---- KUTIPAN TEKS

''Blangkon iku sajinis panutup sirah kanggowong priyo sing sejatine wujud modern lan praktis soko iket . Iket digawe soko kain batik sing rodho dowo banjur dililitake miturut cara-cara lilitan tinentu neng sirah. Lilitan kain iku kudhu isa nutup kabeh sirah (ndhuwur kuping)''
Ya,blangkon adalah salah satu
bagian dari pakaian adat khas jawa yang digunakan untuk penutup kepala bagi
para pria sebagai pelindung dari sengatan matahari atau udara dingin. Awalnya
terbat dari kain iket atau udeng berbentuk persergi empat bujur sangkar,berukuran
kurang kurang lebih 105 cm x 105 cm. Kain yang kemudian dilipat dua menjadi
segitiga dan kemudian dililitkan dikepala dengan cara dan aturan
tertentu. Mengenakan iket dengan segala aturannya ternyata tidak mudah dan
memakan waktu,maka timbullah gagasan seirng dengan kemajuan pemikiran orang dan
seni untuk membuat penutup kepala yang lebih praktis,yang kemudian kita kenal
dengan nama blangkon.
Tidak ada catatan sejarah yang
pasti akan asal muasal orang jawa memakai iket sebagai penutup kepala. Iket telah
tersebut dalam legenda Aji Saka,pencipta tahun saka atau tahun jawa,sekitar 20
abad yang lalu dimana aji saka berhasil mengalahkan dewata cengkar hanya dengan
menggelar kain penutup kepala yang kemudian dapat menutuoi seluruh tanah
jawa. Selain itu,ada cerita-cerita bahwa iket adalah pengaruh budaya hindu dan
islam. Para pedagang dari gujarat yang keturunan arab selalu mengenakan
sorban,kain panjang yang dililitkan dikepala,yang kemudian menginspirasi orang
jawa memakai ikat kepala seperti mereka. Cerita lain mengatakan, di satu waktu
akibat peperangan kain menjadi barang yang sulit di dapat sehingga petinggi
keraton meminta seniman untuk menciptakan ikat kepala yang lebih efisien yaitu
blangkon.
seorang ahli kebudayaan
bernama Becker yang meneliti tata cara pembuatan blangkon mengatakan,"that
an object is useful,that it required virtuoso skill to make-neither of these
precludes it from also thought beatiful. Some craft generate from within their
own tradition a feeling for beauty and with it appropriete aesthetic standars
and common of taste". Pada jaman dahulu,blangkon memang hanya dibuat oleh
para seniman yang ahli dengan pakem (aturan) tentang iket. Semakinmemenuhi pakem
yang diterapkan,maka blangkon tersebut akan semakin tinggi nilainya.

--------

(URAIAN TUGAS):
Tuliskan lanjutan teks tentang blangkon di atas, dimulai setelah kalimat terakhirnya.

---- DATA YANG DIBERIKAN

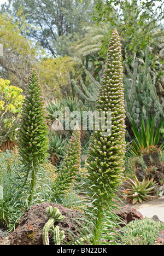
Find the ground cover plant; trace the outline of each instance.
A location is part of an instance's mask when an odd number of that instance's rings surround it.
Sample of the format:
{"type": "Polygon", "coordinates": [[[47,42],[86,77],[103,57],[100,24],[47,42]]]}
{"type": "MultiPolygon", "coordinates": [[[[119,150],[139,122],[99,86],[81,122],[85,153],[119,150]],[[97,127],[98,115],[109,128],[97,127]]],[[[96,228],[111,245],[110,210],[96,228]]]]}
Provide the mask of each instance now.
{"type": "Polygon", "coordinates": [[[22,2],[0,9],[0,245],[163,244],[134,209],[163,196],[161,1],[22,2]]]}

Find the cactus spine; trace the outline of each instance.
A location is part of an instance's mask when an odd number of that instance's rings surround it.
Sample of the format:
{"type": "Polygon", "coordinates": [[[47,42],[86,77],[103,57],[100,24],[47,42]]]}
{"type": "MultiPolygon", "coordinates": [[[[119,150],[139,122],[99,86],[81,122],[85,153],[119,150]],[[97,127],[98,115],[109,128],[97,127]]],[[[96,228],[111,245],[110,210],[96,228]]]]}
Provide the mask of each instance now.
{"type": "MultiPolygon", "coordinates": [[[[132,125],[133,120],[137,126],[142,123],[142,116],[144,120],[148,117],[153,118],[155,113],[155,126],[160,123],[161,118],[163,116],[164,99],[160,103],[157,95],[155,84],[153,83],[149,72],[149,48],[145,51],[145,65],[144,69],[137,61],[134,63],[133,72],[130,71],[127,65],[126,68],[127,75],[124,75],[125,93],[125,108],[126,115],[132,125]]],[[[89,72],[85,69],[90,82],[90,87],[91,92],[86,88],[82,80],[81,84],[84,92],[72,80],[73,86],[80,95],[87,102],[95,106],[97,98],[100,84],[96,82],[89,72]]]]}
{"type": "Polygon", "coordinates": [[[60,227],[58,226],[56,226],[55,228],[54,226],[52,226],[50,230],[50,232],[53,234],[55,245],[60,246],[61,242],[63,241],[66,237],[65,231],[62,230],[60,232],[59,230],[60,227]]]}
{"type": "Polygon", "coordinates": [[[43,228],[43,241],[44,245],[49,245],[49,232],[50,229],[53,227],[55,222],[61,222],[65,216],[61,214],[57,208],[54,207],[53,209],[51,206],[46,208],[46,213],[49,219],[43,228]]]}

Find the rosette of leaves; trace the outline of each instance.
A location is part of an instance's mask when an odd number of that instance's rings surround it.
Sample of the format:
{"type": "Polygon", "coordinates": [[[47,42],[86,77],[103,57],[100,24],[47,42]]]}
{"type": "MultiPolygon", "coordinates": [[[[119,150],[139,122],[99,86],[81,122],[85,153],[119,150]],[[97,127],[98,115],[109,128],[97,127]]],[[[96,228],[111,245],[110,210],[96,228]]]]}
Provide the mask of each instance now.
{"type": "Polygon", "coordinates": [[[95,125],[87,159],[89,166],[86,189],[92,202],[93,245],[101,244],[103,240],[104,208],[112,202],[124,170],[125,111],[122,72],[120,39],[114,30],[96,105],[99,114],[105,113],[107,127],[109,126],[107,113],[111,113],[112,132],[103,136],[107,130],[101,127],[97,130],[95,125]]]}
{"type": "Polygon", "coordinates": [[[29,205],[33,199],[37,173],[47,156],[48,127],[39,76],[32,69],[27,85],[19,131],[19,152],[26,176],[30,178],[29,205]]]}
{"type": "Polygon", "coordinates": [[[0,79],[0,149],[11,150],[16,144],[18,118],[21,113],[22,90],[0,79]]]}
{"type": "Polygon", "coordinates": [[[134,180],[129,178],[126,182],[127,189],[124,190],[124,193],[127,194],[127,200],[132,201],[133,205],[138,201],[142,203],[153,197],[152,194],[154,194],[155,189],[158,185],[154,178],[151,179],[144,178],[139,182],[136,176],[134,180]]]}
{"type": "Polygon", "coordinates": [[[70,188],[81,167],[81,154],[80,131],[77,123],[55,182],[53,199],[65,194],[70,188]]]}

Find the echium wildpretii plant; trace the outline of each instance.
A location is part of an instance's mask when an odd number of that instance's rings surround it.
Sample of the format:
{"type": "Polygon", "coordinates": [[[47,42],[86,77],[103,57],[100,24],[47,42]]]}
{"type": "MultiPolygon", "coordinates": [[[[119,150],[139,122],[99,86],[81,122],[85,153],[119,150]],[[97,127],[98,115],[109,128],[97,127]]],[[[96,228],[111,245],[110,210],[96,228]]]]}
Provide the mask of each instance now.
{"type": "Polygon", "coordinates": [[[99,113],[112,114],[112,132],[95,125],[89,149],[89,196],[92,197],[95,215],[92,244],[101,243],[104,209],[111,204],[116,188],[121,182],[125,154],[125,111],[122,84],[120,39],[114,30],[109,42],[108,59],[101,82],[96,109],[99,113]],[[103,132],[103,133],[102,133],[103,132]]]}
{"type": "Polygon", "coordinates": [[[36,69],[28,77],[27,95],[22,106],[19,126],[19,146],[25,176],[30,179],[28,204],[34,193],[37,173],[47,156],[48,127],[46,121],[45,103],[39,78],[36,69]]]}
{"type": "Polygon", "coordinates": [[[54,185],[54,198],[63,194],[73,183],[81,166],[81,132],[78,123],[70,139],[54,185]]]}

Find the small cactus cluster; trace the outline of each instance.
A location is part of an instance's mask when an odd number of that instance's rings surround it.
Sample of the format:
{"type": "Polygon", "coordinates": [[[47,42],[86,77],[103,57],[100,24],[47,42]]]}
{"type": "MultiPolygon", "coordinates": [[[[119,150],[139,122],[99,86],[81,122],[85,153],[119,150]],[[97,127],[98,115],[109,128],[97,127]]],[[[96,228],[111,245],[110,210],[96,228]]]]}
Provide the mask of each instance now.
{"type": "Polygon", "coordinates": [[[80,131],[76,124],[69,140],[66,155],[54,186],[54,196],[65,193],[68,189],[79,173],[81,166],[81,146],[80,131]]]}
{"type": "Polygon", "coordinates": [[[60,232],[60,227],[58,226],[56,226],[55,228],[54,226],[52,226],[50,230],[50,232],[53,235],[55,245],[60,246],[61,242],[65,239],[65,231],[62,230],[60,232]]]}
{"type": "Polygon", "coordinates": [[[55,228],[54,224],[56,222],[61,222],[65,219],[65,216],[62,216],[59,210],[51,206],[46,210],[47,217],[49,218],[48,222],[44,226],[43,230],[43,241],[44,245],[49,245],[49,232],[54,234],[54,238],[55,245],[60,245],[60,242],[63,241],[65,236],[64,231],[59,232],[59,227],[56,226],[55,228]]]}

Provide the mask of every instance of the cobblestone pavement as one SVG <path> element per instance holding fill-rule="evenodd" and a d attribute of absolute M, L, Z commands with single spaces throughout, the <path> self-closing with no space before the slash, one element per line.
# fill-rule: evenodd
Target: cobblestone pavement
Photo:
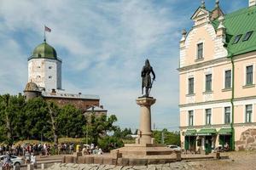
<path fill-rule="evenodd" d="M 255 170 L 256 169 L 256 150 L 250 151 L 233 151 L 221 154 L 229 156 L 230 159 L 177 162 L 173 163 L 148 165 L 148 166 L 130 166 L 120 167 L 113 165 L 96 165 L 96 164 L 62 164 L 55 163 L 48 169 L 55 170 Z M 26 168 L 22 168 L 22 170 Z M 38 168 L 39 169 L 39 168 Z"/>
<path fill-rule="evenodd" d="M 205 170 L 255 170 L 256 150 L 226 152 L 230 159 L 191 162 L 188 165 L 194 169 Z"/>

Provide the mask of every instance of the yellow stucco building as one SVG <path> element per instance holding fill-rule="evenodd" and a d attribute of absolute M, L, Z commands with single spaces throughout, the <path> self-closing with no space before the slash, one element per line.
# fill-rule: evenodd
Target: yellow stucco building
<path fill-rule="evenodd" d="M 211 152 L 219 145 L 256 148 L 256 0 L 224 14 L 216 1 L 191 17 L 180 41 L 182 147 Z"/>

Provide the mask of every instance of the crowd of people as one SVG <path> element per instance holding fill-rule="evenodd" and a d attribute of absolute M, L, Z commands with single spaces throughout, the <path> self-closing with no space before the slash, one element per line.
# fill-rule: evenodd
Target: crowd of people
<path fill-rule="evenodd" d="M 84 144 L 82 149 L 82 155 L 90 155 L 90 154 L 97 154 L 97 155 L 102 155 L 103 151 L 101 148 L 98 146 L 94 146 L 94 144 Z"/>
<path fill-rule="evenodd" d="M 49 156 L 50 150 L 49 144 L 24 144 L 18 145 L 0 145 L 0 155 L 9 153 L 14 156 L 25 156 L 26 153 L 34 155 Z"/>

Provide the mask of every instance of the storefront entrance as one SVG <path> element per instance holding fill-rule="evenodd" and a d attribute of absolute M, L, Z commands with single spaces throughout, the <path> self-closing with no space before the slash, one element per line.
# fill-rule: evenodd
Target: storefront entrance
<path fill-rule="evenodd" d="M 212 152 L 212 136 L 206 136 L 205 140 L 205 151 L 206 154 L 209 154 Z"/>
<path fill-rule="evenodd" d="M 196 136 L 185 136 L 185 150 L 195 151 Z"/>
<path fill-rule="evenodd" d="M 224 135 L 224 134 L 220 134 L 219 135 L 219 144 L 222 145 L 222 147 L 224 149 L 226 144 L 228 144 L 229 150 L 231 148 L 232 144 L 232 136 L 231 135 Z M 225 146 L 225 147 L 224 147 Z"/>

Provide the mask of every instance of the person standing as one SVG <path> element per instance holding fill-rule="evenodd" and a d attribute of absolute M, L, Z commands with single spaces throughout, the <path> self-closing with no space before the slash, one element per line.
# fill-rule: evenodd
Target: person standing
<path fill-rule="evenodd" d="M 145 65 L 142 71 L 142 93 L 143 94 L 143 88 L 145 88 L 145 95 L 143 97 L 149 97 L 149 89 L 152 88 L 153 81 L 151 81 L 150 73 L 153 75 L 153 81 L 155 79 L 155 74 L 153 71 L 152 66 L 150 65 L 149 60 L 147 59 L 145 61 Z"/>

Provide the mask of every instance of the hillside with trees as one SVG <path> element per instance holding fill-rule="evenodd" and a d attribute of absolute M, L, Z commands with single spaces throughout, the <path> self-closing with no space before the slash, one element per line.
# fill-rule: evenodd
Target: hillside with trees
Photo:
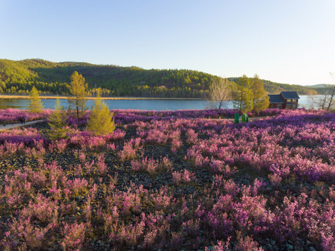
<path fill-rule="evenodd" d="M 88 84 L 88 95 L 155 98 L 201 98 L 219 77 L 191 70 L 145 70 L 138 67 L 53 63 L 42 59 L 0 59 L 0 93 L 27 94 L 35 86 L 43 94 L 69 95 L 70 76 L 77 71 Z M 229 80 L 237 82 L 237 77 Z M 266 91 L 296 91 L 309 94 L 313 89 L 262 80 Z"/>

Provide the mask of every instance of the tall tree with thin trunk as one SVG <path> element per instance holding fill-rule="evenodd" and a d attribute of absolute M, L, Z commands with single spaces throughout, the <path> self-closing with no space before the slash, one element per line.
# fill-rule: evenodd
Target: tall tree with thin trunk
<path fill-rule="evenodd" d="M 79 113 L 82 113 L 87 109 L 86 102 L 87 100 L 88 88 L 87 83 L 85 83 L 85 78 L 77 71 L 74 72 L 70 77 L 71 83 L 68 85 L 70 93 L 72 97 L 68 98 L 69 102 L 69 109 L 76 109 L 77 119 L 79 118 Z"/>
<path fill-rule="evenodd" d="M 254 108 L 254 94 L 251 87 L 250 79 L 245 75 L 238 79 L 233 91 L 233 104 L 234 108 L 238 109 L 240 112 L 250 112 Z"/>
<path fill-rule="evenodd" d="M 92 107 L 87 123 L 87 130 L 95 135 L 110 134 L 115 130 L 113 113 L 100 96 L 94 101 L 94 107 Z"/>
<path fill-rule="evenodd" d="M 209 100 L 215 107 L 221 109 L 224 101 L 231 98 L 231 89 L 233 84 L 235 83 L 221 77 L 212 82 L 209 89 Z"/>
<path fill-rule="evenodd" d="M 68 137 L 67 133 L 69 131 L 66 126 L 66 118 L 64 114 L 64 109 L 61 106 L 59 100 L 56 101 L 54 112 L 49 118 L 49 126 L 50 130 L 48 132 L 50 139 L 65 139 Z"/>
<path fill-rule="evenodd" d="M 33 86 L 29 92 L 29 100 L 30 104 L 28 106 L 28 109 L 30 112 L 42 112 L 43 111 L 43 105 L 38 95 L 38 91 L 35 86 Z"/>
<path fill-rule="evenodd" d="M 264 89 L 264 85 L 258 75 L 255 76 L 251 79 L 251 90 L 254 94 L 252 99 L 254 103 L 253 110 L 259 112 L 269 107 L 269 96 Z"/>

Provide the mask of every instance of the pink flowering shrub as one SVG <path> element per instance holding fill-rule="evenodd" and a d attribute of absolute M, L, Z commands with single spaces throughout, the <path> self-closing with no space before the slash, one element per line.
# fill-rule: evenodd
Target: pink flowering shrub
<path fill-rule="evenodd" d="M 182 172 L 175 171 L 172 173 L 172 181 L 178 185 L 180 183 L 188 183 L 195 180 L 195 174 L 187 169 Z"/>
<path fill-rule="evenodd" d="M 222 112 L 118 110 L 103 137 L 86 116 L 67 139 L 2 132 L 0 249 L 334 250 L 335 115 Z"/>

--------

(HASIL):
Bagi orang jawa,kepala,rambut,dan
wajah adalah mahkota,bagian yang terpenting dan terhormat dari tubuh
manusia,yang harus selalu dilindungi dan diperhatikan. Kebanyakan orang jawa
dahulu memanjangkan rambutnya tapi tidak membiarkannya tergerai
acak-acakan. Rambut biasanya digelung atau diikat dengan ikatan kain,yang saat
ujung ikatan kain tersebut diikat dibelakang kepala bermakna filosofisberupa
peringatan untuk mampu mengendalikan diri. Pria jawa jaman dahulu hanya
membiarkan rambutnya tergerai hanya saat berada dirumah atau dalam sebuah
konflik,misal perang atau berkelahi. Membuka ujung ikatan kain di belakang
kepala (atau membuka tutup kepala)yang berakibat tergerainya rambut adalah
bentuk terakhir luapan emosi yang tak tertahan. Jadi iket atau blangkon adalah
perwujudan pengendalian diri.
Saat agama islam masuk ke tanah
jawa,blangkon dikaitkan dengan nilai transedental. Dibagian belakang blangkon
pasti ada 2 ujung kain yabg terikat,yang satu ujung kain merupakan simbol dari
syahadat tauhid dan satu ujung lain adalah syahadat rasul dan terikat menjadi
satu bermakna menjadi syahadatain. Setelah terikat,kemudian dipakai
dikepala,dibagian yang bagi orang jawa adalah bagian terhormat. Artinya syahadat
harus ditempatkan paling atas. Pemikiran apapun yang keluar dari kepala harus
dilingkupi oleh sendi-sendi islam.
Pada perkembangannya
kemudian,blangkon yang awalnya menjadi pelindung kepala yang mempunyai nilai
filosofis tinggi kemudian menjadi sebuah simbol atau identitas kelompok serta
status sosial dari masyarakat penggunanya. Hal ini ditandai dengan adanya
wiron,jabehan,cepet,waton,kuncungan,corak dan ragam hiasnya. Tetapi apapun
itu,sebagai orang jawa tulen,bilaanda tidak mampu mengendalikan emosi dan nafsu
maka anda tidak berhak mengenakan iket blangkon dikepala!!
Secara umum,ada dua jenis
blangkon,yaitu mempunyai mondholan(tonjolan)dan yang tepes (rata). Pada awal iket
dipergunakan sebagai tutup kepala,banyak pria jawa yang berambut panjang
sehingga harus digelung terlebih dahulu sebelum ditutup dengan iket. Gelung
rambut inilah yang kemudian mondol,menonjol,dan disembunyikan dibawah
iket. Rambut dalam nilai filosofi orang jawa yang sudah disebutkan diatas adalah
representai perasaan. Rambut dibawah iket adalah perasaan yang
disembunyikan,yang harus dijaga rapat-rapat,menjaga perasaan sendiri demi
menjaga perasaan orang lain.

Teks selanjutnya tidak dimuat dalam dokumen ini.